● **Goal**
Transfer every line from the start of the items through the line holding "point(362, 310)", inclusive, requests included. Add 129 to each coordinate in the answer points, and leave the coordinates in the format samples as they are.

● **Data extract**

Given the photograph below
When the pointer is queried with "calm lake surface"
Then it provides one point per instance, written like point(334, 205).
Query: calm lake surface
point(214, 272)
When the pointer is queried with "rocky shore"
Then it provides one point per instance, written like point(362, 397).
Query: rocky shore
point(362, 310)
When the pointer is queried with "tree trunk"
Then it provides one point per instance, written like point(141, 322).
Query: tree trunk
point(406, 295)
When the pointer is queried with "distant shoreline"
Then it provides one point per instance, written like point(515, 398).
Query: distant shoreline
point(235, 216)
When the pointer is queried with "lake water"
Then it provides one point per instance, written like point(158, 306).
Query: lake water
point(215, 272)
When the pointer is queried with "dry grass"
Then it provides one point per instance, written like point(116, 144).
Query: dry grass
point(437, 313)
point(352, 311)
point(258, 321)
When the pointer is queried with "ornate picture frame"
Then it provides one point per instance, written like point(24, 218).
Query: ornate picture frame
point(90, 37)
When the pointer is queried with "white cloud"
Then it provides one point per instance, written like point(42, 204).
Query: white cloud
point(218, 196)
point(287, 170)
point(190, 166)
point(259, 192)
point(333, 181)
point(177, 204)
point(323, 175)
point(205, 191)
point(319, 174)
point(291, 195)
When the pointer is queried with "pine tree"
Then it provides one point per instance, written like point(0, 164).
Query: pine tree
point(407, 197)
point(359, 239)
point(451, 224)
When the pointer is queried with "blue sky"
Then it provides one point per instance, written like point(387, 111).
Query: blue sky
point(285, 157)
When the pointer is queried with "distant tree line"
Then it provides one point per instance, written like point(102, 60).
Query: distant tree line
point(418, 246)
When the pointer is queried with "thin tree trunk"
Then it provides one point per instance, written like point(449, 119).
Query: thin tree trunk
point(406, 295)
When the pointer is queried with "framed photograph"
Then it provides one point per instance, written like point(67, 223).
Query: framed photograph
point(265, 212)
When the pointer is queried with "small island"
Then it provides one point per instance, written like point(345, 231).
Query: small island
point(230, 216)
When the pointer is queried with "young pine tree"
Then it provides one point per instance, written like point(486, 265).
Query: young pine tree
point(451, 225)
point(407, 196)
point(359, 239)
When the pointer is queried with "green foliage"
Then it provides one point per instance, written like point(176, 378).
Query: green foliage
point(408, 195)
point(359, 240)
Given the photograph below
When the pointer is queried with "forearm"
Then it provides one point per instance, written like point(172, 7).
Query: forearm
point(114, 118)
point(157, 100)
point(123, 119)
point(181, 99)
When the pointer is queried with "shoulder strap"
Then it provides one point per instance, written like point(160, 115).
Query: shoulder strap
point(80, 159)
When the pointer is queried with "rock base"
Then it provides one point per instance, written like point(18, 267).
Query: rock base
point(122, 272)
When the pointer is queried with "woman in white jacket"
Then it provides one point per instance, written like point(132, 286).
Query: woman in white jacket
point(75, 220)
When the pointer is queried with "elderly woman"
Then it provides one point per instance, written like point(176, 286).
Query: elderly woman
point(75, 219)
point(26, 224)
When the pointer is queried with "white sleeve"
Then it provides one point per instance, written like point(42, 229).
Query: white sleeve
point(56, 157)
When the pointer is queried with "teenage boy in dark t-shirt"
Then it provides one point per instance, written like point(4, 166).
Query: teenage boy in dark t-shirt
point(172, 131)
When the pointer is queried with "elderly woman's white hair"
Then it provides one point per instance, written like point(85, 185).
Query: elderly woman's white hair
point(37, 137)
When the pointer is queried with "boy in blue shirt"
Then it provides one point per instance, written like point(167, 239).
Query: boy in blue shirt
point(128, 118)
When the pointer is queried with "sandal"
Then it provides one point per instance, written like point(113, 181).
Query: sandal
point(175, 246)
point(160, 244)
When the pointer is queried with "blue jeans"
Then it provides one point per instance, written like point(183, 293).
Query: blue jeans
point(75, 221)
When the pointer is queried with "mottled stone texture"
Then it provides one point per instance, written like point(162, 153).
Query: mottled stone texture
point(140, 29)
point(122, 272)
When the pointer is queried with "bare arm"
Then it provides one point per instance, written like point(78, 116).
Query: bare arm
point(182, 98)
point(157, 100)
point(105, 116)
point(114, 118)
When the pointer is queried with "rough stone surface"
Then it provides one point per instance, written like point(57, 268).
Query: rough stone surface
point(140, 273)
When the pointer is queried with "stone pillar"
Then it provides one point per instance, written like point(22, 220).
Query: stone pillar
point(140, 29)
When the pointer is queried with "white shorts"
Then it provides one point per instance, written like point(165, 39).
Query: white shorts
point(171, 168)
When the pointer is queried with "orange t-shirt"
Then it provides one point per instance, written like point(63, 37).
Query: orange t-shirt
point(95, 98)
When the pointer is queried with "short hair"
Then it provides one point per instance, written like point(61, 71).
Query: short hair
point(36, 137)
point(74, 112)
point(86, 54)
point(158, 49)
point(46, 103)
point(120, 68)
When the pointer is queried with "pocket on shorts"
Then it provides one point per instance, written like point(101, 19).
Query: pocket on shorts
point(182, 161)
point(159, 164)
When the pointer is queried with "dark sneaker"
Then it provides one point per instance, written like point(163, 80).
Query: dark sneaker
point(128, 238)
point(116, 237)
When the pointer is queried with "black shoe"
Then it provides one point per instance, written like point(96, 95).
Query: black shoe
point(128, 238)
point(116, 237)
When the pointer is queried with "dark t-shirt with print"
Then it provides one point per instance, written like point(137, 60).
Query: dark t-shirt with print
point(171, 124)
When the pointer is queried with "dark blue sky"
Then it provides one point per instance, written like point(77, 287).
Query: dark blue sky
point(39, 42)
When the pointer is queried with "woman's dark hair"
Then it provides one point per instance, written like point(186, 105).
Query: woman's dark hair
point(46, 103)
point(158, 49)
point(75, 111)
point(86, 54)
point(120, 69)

● **Expected output**
Given the photograph below
When the pointer is queried with "calm lake surface"
Then it provides one point per instance, written like point(334, 205).
Query: calm lake surface
point(343, 401)
When the pointer is queried with "rocky shore"
Then it provides one point per instance, written like point(362, 397).
Query: rocky shore
point(491, 439)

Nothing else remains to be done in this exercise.